- WRITTEN REQUEST: Could you edit the rows starting with the line with "the blurred background." and going on through the line with "<point>492,298</point>", changing "innermost" to "centermost" and leaving everything else as it is? Give back only those lines.

- INFORMATION PROVIDED:
::::
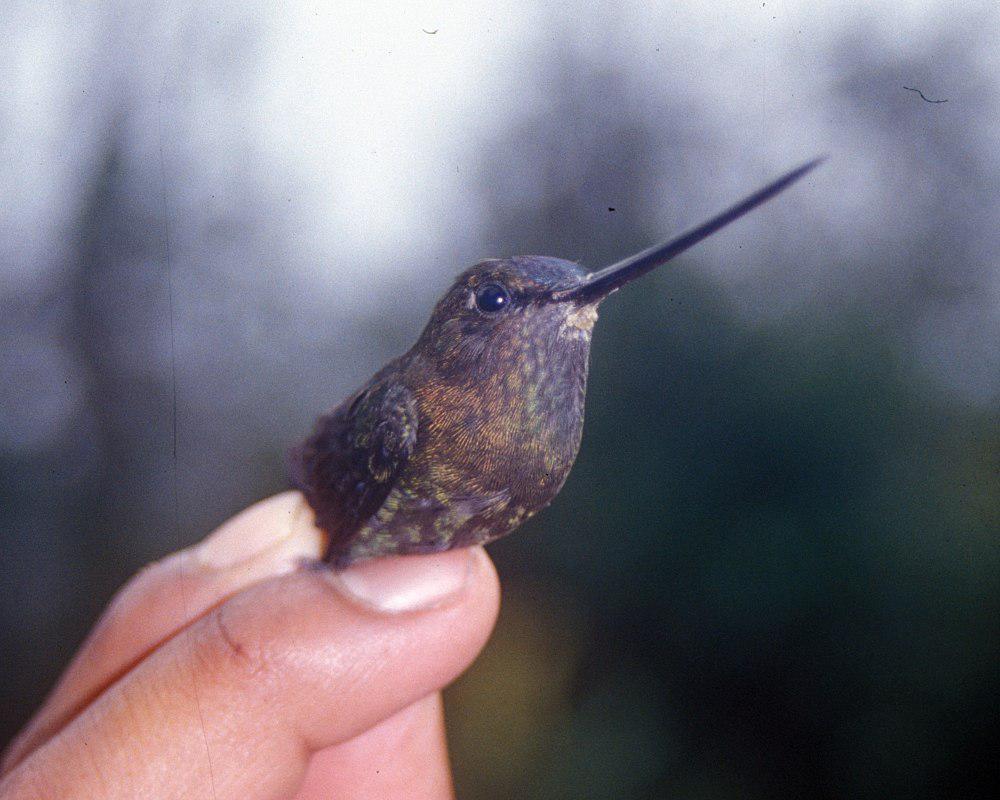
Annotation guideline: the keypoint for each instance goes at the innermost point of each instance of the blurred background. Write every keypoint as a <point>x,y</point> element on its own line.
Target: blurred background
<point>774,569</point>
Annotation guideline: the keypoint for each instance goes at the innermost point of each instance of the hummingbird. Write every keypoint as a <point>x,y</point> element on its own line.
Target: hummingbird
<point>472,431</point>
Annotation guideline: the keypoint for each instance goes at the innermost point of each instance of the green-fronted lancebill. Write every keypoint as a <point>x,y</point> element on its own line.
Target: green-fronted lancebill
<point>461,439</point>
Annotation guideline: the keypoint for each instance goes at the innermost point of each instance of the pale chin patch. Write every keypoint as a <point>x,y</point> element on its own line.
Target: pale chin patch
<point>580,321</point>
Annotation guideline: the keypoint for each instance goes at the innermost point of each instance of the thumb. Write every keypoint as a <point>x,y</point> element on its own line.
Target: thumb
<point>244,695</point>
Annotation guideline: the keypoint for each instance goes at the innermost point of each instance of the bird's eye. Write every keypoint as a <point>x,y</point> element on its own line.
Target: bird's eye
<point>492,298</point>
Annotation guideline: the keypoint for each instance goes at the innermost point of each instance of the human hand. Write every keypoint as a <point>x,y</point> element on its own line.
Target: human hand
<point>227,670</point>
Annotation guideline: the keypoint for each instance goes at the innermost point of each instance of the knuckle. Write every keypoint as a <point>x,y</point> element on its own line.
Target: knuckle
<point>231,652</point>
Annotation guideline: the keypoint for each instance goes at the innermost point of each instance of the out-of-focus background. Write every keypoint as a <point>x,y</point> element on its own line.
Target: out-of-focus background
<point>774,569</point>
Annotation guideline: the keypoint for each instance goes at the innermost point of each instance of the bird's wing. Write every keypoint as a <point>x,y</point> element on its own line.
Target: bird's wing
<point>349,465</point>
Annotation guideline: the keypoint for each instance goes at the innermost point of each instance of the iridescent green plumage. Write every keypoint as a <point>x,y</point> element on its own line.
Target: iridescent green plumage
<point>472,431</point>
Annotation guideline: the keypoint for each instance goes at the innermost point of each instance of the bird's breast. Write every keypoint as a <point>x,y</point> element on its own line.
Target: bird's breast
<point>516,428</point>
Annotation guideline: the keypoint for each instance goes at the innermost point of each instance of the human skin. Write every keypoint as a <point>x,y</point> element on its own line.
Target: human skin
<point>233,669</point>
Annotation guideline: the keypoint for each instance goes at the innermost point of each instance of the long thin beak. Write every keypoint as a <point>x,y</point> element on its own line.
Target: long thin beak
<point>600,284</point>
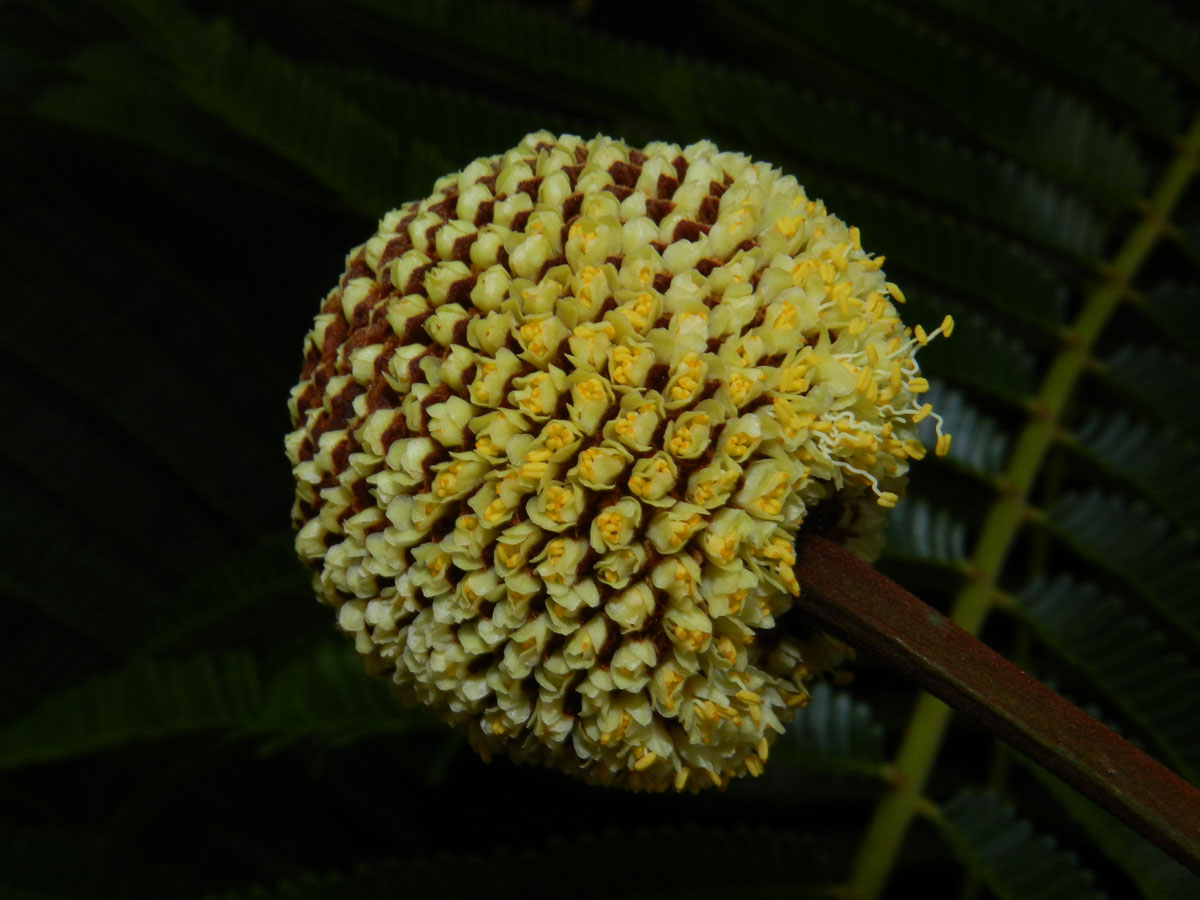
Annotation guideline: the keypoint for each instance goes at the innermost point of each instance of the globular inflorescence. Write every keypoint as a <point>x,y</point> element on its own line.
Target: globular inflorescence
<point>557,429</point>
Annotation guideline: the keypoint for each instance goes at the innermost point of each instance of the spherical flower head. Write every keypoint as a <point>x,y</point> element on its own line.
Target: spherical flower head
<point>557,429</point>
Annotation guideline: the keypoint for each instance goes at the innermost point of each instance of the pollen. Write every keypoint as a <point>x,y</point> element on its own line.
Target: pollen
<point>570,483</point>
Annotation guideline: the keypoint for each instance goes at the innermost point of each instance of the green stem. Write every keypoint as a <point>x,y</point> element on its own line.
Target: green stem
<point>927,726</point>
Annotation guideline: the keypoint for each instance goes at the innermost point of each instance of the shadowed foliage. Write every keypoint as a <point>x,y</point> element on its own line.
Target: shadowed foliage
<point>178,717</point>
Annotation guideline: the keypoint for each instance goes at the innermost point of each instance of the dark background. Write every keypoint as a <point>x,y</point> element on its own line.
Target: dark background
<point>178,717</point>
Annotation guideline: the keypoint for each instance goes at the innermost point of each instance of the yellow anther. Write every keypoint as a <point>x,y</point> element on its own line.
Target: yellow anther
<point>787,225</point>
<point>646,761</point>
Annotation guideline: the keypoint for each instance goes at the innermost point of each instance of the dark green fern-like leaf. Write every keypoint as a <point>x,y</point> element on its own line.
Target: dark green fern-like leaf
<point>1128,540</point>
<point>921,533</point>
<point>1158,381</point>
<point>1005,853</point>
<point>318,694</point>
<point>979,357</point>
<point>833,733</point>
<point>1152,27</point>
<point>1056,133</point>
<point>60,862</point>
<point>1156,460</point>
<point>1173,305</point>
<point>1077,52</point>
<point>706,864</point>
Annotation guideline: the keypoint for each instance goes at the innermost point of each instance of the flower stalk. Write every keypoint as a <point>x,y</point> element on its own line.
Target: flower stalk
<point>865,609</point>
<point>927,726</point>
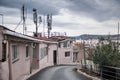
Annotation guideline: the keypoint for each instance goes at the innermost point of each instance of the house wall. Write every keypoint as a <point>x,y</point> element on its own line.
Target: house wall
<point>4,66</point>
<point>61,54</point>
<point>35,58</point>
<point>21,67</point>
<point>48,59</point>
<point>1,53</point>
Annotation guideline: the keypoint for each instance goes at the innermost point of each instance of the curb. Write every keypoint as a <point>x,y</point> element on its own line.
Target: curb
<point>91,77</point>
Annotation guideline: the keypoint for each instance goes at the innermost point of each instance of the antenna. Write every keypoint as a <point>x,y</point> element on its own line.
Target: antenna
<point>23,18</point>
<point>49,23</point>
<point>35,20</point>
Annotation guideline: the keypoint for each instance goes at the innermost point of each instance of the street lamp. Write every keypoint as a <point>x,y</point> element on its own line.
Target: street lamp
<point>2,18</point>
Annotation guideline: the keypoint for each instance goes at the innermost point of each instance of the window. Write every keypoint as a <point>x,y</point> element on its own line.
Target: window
::::
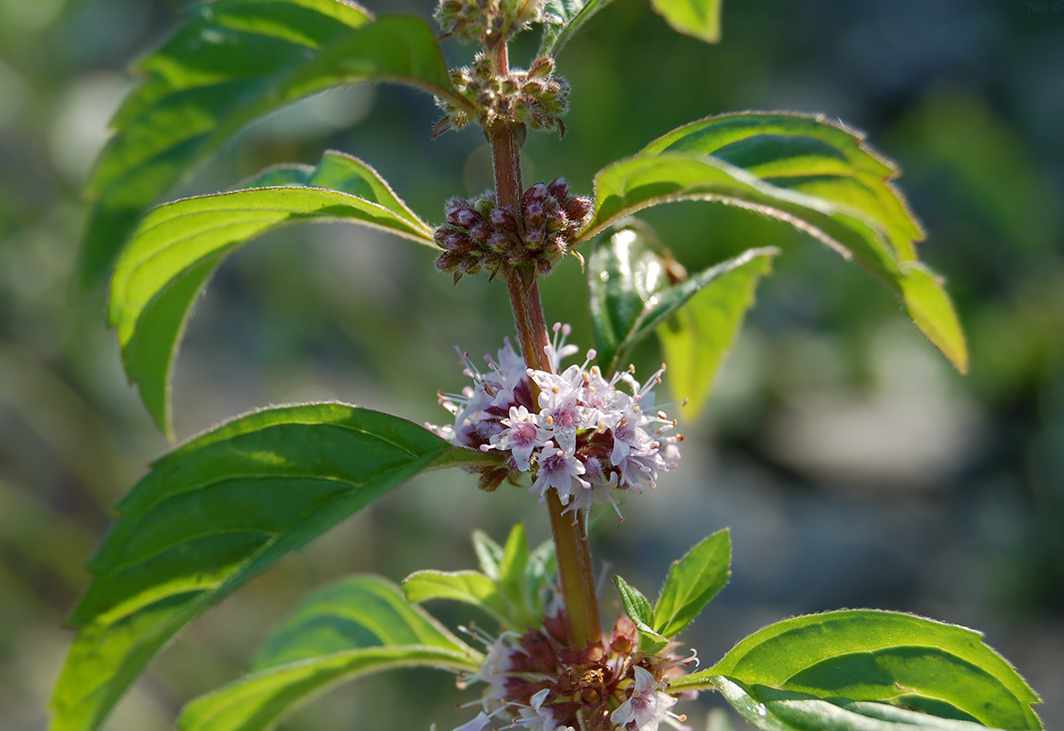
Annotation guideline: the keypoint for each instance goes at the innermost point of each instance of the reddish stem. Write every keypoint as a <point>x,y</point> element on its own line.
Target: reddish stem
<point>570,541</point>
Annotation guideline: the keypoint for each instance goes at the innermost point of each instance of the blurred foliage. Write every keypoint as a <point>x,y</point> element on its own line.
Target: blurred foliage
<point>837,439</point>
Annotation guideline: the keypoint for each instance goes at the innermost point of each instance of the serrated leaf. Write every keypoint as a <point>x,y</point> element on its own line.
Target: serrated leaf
::::
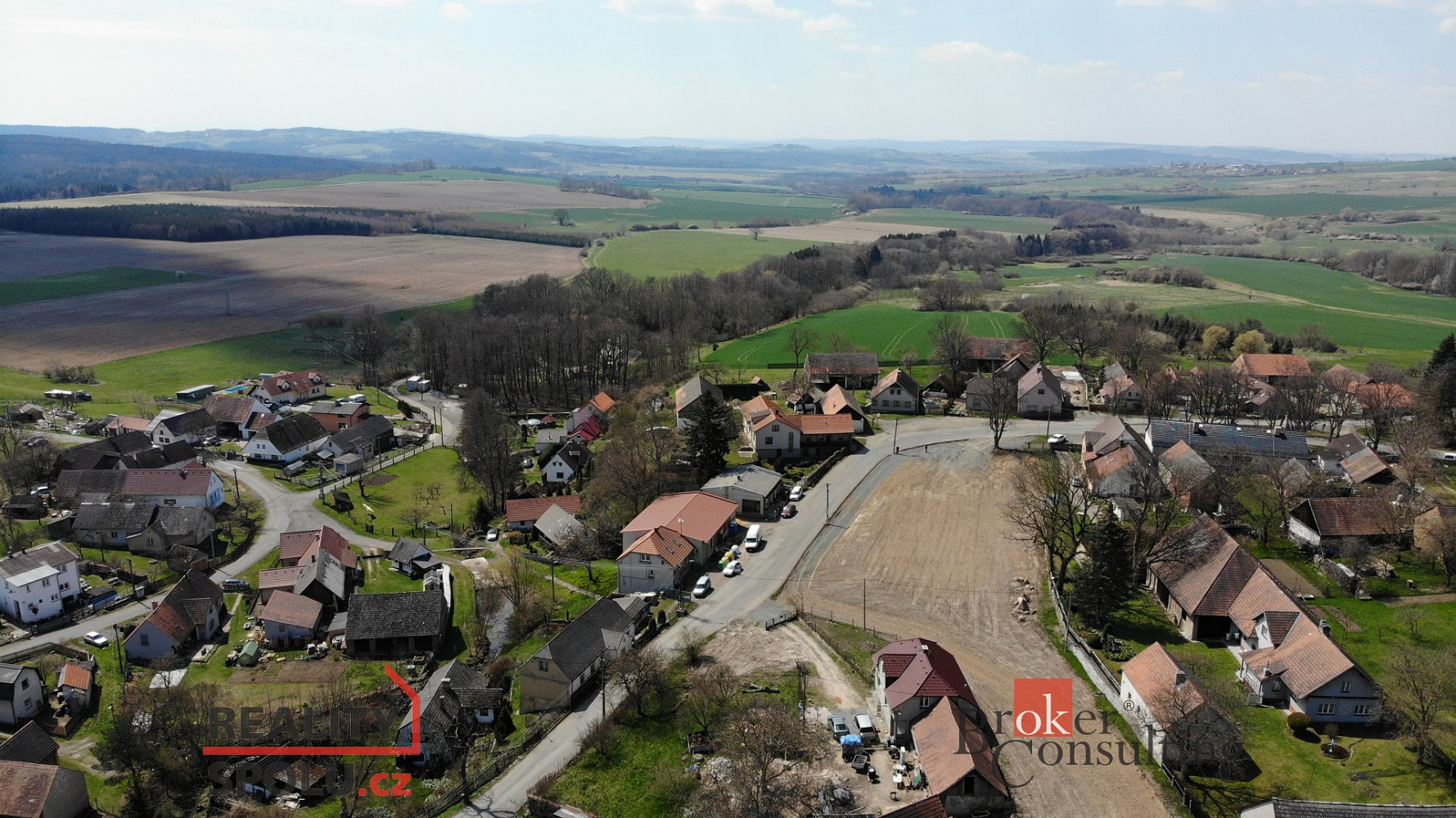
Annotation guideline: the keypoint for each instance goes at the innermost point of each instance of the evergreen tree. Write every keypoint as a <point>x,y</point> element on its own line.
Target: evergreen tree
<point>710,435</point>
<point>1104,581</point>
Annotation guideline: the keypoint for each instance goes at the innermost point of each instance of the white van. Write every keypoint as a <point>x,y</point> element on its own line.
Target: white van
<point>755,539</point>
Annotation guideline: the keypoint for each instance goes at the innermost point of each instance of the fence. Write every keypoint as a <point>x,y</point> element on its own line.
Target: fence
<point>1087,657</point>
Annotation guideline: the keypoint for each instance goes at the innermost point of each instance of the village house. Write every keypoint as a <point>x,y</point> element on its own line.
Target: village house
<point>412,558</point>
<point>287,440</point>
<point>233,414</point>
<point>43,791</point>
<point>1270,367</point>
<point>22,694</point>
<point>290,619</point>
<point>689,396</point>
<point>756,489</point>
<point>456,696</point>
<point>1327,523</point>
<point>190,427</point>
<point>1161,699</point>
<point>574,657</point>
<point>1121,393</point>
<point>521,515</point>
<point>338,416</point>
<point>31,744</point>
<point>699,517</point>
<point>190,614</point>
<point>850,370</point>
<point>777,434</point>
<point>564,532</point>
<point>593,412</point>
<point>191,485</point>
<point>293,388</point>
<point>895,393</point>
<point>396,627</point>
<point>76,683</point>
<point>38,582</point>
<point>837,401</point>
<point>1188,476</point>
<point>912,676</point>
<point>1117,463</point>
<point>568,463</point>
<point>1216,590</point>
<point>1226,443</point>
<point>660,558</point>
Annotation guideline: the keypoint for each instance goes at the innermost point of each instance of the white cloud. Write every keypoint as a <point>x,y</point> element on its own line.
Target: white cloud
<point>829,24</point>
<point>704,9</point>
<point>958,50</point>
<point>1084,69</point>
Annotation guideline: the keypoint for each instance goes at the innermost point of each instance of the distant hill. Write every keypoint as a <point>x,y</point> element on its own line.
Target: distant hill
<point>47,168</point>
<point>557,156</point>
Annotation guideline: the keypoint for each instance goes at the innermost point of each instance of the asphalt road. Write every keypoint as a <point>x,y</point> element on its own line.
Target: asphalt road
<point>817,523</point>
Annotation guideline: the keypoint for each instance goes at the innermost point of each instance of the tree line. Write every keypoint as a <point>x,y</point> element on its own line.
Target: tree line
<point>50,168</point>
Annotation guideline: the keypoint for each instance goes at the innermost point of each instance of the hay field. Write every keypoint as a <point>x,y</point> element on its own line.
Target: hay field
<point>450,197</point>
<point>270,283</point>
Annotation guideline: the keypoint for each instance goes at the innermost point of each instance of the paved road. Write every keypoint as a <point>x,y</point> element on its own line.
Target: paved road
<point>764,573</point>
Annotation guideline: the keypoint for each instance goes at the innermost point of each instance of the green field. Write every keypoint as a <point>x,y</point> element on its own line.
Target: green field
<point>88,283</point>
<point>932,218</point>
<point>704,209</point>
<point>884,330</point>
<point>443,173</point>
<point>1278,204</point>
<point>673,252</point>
::::
- FINAL ANSWER:
Annotation guideline: the keypoint for each instance goes at the centermost point of each instance of the blurred background. Write every keypoint as a <point>x,y</point> element on its own line.
Target: blurred background
<point>774,569</point>
Annotation guideline: the keypoint for each instance goes at the centermost point of each instance of the hummingbird. Write every keypoint as a <point>x,y</point> element on its own line.
Target: hummingbird
<point>472,431</point>
Annotation guideline: the keypoint for each instance goes at the centermost point of each instance of the green-fronted lancebill. Write every keypoint as a <point>x,y</point> element on its own line.
Target: green-fronted lancebill
<point>461,439</point>
Annotation guideline: the keypoint for each instance goes at the centermost point of each instance of the pale chin patch. Write every keypoint as a <point>x,y</point> element on its own line.
Target: pale chin patch
<point>580,321</point>
Annotation guideline: the keypoint for each instance goes at the centermost point of each instance of the thumb. Write every keypoint as a <point>x,y</point> element on its own line.
Target: thumb
<point>244,695</point>
Annotation guideline: the keypoint for each instance goes at the centermost point of each instance of the bird's eye. Write every keypoint as a <point>x,y</point> element on its own line.
Target: bird's eye
<point>492,298</point>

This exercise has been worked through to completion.